NASHVILLE, Tenn. -- Interim Tennessee Titans head coach Mike Mularkey emphasized he’s friends with Ken Whisenhunt.

The new guy who will lead Tennessee made clear he didn't want to take shots at the boss who was just fired.

Much of what Mularkey said he would do, we can find indications of things Whisenhunt was not doing. Whisenhunt never did well to identify the Titans' identity, though he talked about being tough and physical and smart. His teams never looked to be those things.

Mularkey hit similar themes and said he’s got to deliver a message to the players right from the start in Wednesday morning’s meeting.

“As a position coach, coordinator and head coach, my philosophy has always been the same: be a tough, physical football team now,” he said. “That was my role with the tight ends. That’s their No. 1 thing. … Secondly, don't beat yourself. That’s the biggest thing in this business. If you turn the ball over, penalties, mental errors things like that, that’s the one thing I've been very proud of in my history. We've done a very good job of not doing that.”

Interim CEO/president Steve Underwood said controlling owner Amy Adams Strunk has repeatedly spoken with him about the health of rookie quarterback Marcus Mariota.

Mariota has missed the past two games after an illegal hit by Miami’s Olivier Vernon that left the quarterback with a sprained left knee. He’s absorbed 19 sacks, while Zach Mettenberger has taken nine, including seven Sunday in the loss at Houston.

Mularkey said better protection is “imperative.” He also said he intends to be more vocal and express his philosophy regularly and assigned offensive coordinator Jason Michael to call the plays.

Beyond protection schemes and overall offensive schemes, accountability was a theme with Whisenhunt. Some players and coaches felt like he never took the blame for anything.

Monday at his final news conference, I asked him why other teams in the second year of a new coaching regime were faring better than the Titans.

"Have you looked at their rosters?” he asked. “Have you looked at their situations?"

Thirty-five of the 53 players on the Titans' roster have joined the team since Whisenhunt had a hand in putting the team together, though obviously a share of them didn’t come in as quality free agents or high draft picks.

After he talked about being caught off guard by the request to take the job and his feelings for “close friend” Whisenhunt, Mularkey took a different tact in his very first comment as he was introduced.

“It’s time to turn the page,” he said, “and I’m looking forward to this opportunity with these guys and hopefully dig us out of the hole that we -- including myself -- put us in and move forward from this point on.”

Excerpts from location labeling data:
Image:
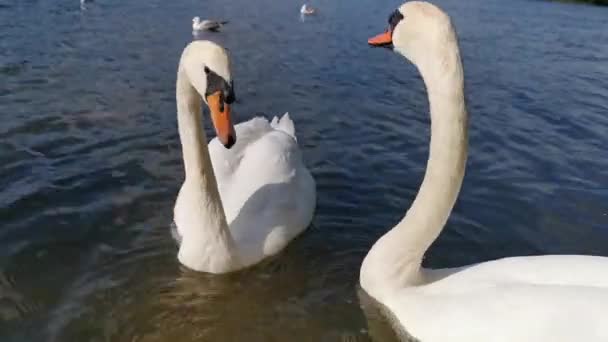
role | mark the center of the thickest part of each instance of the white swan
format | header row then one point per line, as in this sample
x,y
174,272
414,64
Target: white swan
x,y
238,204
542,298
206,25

...

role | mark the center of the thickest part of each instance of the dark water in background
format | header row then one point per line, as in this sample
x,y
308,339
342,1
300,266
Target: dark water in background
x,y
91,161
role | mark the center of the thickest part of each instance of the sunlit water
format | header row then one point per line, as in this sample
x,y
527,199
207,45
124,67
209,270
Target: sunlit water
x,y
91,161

Requirements:
(1) Answer these questions using the Titans article:
(a) Whom did Mularkey assign to call the plays?
(b) How many sacks has Marcus Mariota absorbed?
(c) How many of the 53 players on the Titans' roster have joined the team since Whisenhunt had a hand in putting it together?
(2) Pick out and copy every line in the rows that contains the string "dark". Case counts.

Response list:
(1)
(a) Offensive coordinator Jason Michael
(b) 19
(c) Thirty-five

(2)
role | mark the center of the thickest part of each instance of the dark water in background
Target: dark water in background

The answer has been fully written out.